• [WHAT THE EXERCISE ASKS]:
Select all lines holding the word "stabilizer" from the entries that follow.

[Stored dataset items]
■ ■ ■ ■ ■ ■ ■

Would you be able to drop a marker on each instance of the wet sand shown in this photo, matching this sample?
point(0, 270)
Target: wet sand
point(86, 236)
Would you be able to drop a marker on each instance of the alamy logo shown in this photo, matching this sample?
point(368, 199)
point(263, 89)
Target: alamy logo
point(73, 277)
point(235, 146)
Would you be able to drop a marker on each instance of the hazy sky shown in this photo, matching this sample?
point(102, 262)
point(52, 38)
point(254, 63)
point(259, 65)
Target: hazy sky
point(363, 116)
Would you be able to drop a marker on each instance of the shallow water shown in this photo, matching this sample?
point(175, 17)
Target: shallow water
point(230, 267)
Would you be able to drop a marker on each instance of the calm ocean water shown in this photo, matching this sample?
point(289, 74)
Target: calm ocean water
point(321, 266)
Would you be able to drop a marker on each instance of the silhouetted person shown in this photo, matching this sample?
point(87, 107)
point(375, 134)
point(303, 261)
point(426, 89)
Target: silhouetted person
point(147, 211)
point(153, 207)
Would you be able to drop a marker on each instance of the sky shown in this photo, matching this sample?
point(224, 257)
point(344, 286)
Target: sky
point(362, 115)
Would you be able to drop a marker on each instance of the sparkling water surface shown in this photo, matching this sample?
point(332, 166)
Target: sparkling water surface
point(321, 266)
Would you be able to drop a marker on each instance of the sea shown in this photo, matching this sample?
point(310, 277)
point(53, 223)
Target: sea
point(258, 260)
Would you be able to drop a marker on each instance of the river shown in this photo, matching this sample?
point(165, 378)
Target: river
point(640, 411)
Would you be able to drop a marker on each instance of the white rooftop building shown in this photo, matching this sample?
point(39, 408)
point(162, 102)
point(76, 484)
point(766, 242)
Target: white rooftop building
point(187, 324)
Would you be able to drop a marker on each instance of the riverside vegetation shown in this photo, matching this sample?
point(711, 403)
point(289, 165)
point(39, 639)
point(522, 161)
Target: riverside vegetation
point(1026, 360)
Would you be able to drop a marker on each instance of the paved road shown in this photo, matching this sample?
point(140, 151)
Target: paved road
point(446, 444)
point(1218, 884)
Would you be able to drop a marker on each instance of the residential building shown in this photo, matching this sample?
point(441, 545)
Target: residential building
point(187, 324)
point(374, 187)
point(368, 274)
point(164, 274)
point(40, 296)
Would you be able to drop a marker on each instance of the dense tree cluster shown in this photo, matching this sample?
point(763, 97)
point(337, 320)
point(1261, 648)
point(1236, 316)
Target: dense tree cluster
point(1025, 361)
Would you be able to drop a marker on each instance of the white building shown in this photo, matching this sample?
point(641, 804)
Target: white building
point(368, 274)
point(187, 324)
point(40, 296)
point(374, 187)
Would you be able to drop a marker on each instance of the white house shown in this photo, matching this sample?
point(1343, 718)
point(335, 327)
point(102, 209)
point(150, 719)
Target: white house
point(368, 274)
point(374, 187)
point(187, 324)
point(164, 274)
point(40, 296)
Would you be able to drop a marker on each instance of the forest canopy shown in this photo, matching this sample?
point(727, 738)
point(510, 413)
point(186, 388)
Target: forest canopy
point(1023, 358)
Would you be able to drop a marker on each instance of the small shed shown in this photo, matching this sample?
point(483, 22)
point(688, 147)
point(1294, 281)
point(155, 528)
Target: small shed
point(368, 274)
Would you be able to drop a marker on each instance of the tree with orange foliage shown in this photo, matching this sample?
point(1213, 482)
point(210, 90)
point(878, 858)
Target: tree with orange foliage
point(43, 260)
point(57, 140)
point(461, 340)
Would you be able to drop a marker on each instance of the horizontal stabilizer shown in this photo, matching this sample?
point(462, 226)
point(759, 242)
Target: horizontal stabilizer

■ ■ ■ ■ ■ ■ ■

• [RESULT OF THE TASK]:
Would you be able to drop a marker on each instance of the horizontal stabilizer shown in this photo, matching this sample?
Target: horizontal stabilizer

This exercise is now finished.